SUPPLIED RECORDS:
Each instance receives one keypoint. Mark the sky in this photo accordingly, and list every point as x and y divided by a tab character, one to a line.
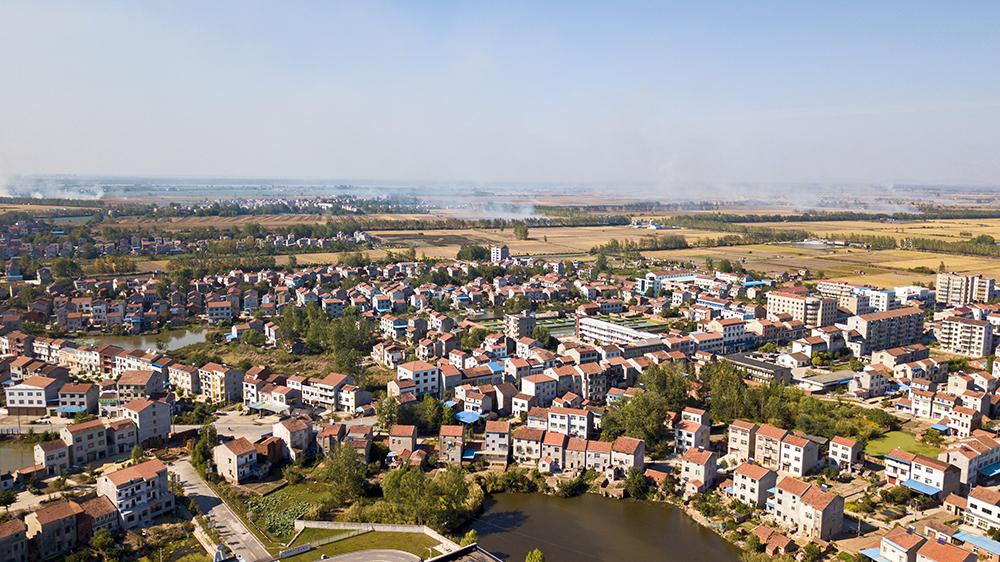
664	93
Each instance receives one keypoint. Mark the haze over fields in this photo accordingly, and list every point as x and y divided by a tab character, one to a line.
662	95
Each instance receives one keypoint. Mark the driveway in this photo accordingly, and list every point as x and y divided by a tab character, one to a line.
237	537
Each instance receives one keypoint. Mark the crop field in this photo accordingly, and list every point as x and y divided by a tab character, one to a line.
950	230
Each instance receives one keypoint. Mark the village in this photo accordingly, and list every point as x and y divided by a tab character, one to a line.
550	383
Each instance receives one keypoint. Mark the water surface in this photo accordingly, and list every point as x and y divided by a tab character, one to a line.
592	528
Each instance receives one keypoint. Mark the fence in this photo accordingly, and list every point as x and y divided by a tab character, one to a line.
320	542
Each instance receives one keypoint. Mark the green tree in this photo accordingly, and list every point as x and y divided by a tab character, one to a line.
641	417
7	498
666	381
470	538
387	413
753	543
535	556
344	474
635	483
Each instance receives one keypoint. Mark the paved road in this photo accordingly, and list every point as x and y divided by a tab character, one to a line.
236	535
376	556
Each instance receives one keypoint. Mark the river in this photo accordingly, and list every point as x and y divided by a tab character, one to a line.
174	339
594	528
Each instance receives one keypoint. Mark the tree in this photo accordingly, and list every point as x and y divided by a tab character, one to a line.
666	381
641	417
387	413
601	263
635	483
345	474
470	538
7	498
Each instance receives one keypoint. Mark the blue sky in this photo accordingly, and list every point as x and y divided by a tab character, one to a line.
659	92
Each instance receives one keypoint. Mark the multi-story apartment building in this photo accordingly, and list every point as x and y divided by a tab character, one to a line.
922	474
451	444
811	311
845	454
767	447
692	431
235	460
220	383
140	493
960	290
974	456
425	377
893	328
966	336
742	439
751	483
806	509
151	419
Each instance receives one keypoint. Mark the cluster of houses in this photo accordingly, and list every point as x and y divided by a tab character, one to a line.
124	500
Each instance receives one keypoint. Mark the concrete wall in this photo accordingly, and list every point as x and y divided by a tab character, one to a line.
336	525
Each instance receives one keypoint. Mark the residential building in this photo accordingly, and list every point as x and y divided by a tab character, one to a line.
295	434
966	336
751	483
53	529
402	437
235	460
451	444
151	419
845	454
806	509
140	493
698	471
811	311
742	439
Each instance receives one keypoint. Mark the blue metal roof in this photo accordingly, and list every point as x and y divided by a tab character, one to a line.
981	542
897	460
467	417
69	409
921	488
874	554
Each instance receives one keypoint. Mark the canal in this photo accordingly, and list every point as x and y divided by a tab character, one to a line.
594	528
174	339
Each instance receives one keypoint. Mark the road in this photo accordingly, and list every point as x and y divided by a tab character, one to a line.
376	556
254	427
237	537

WHAT YOU NEED TO DO:
Scale the stretch from the line that contains "Each instance receives one keypoint. Mark the cluster" through the end of the items, and reproduce all of those lines with the item wording unchanged. Multiply every x and y keypoint coordinate in the answers by 1.3 and round each result to a whole number, with halves rounded up.

SOLUTION BELOW:
Each instance receives one keypoint. Mark the cluster of houses in this photo accordingly, and list every point as x and y divided by a tab character, one to a line.
161	650
Each instance receives one keypoint. Mark the concrete wall in this photo accordingly, and list every point as x and y divided by a tab character, one to a line.
437	683
Each instance receives one keypoint. Mark the residential building in this photo accordingly, and list every point as x and y divided by a tab character, one to a line.
384	564
1256	437
976	628
69	688
523	568
306	598
586	577
196	545
1099	590
1048	662
182	641
907	612
1054	404
965	571
Each instance receives one keypoint. Mark the blue metal roof in this photo accordingly, and list every point as x and y divided by a tab character, one to a line.
1275	705
1166	598
607	542
90	532
1197	634
1136	720
Each instance receives one keypoint. Mark the canal in this photo accordingly, and list every point as x and y divided by a tab character, one to a line.
772	686
226	441
Each instance receives one keypoint. Mark the road in this photo accordingly, and list every point as x and y divided by a tab character, one to a line.
489	723
330	555
308	698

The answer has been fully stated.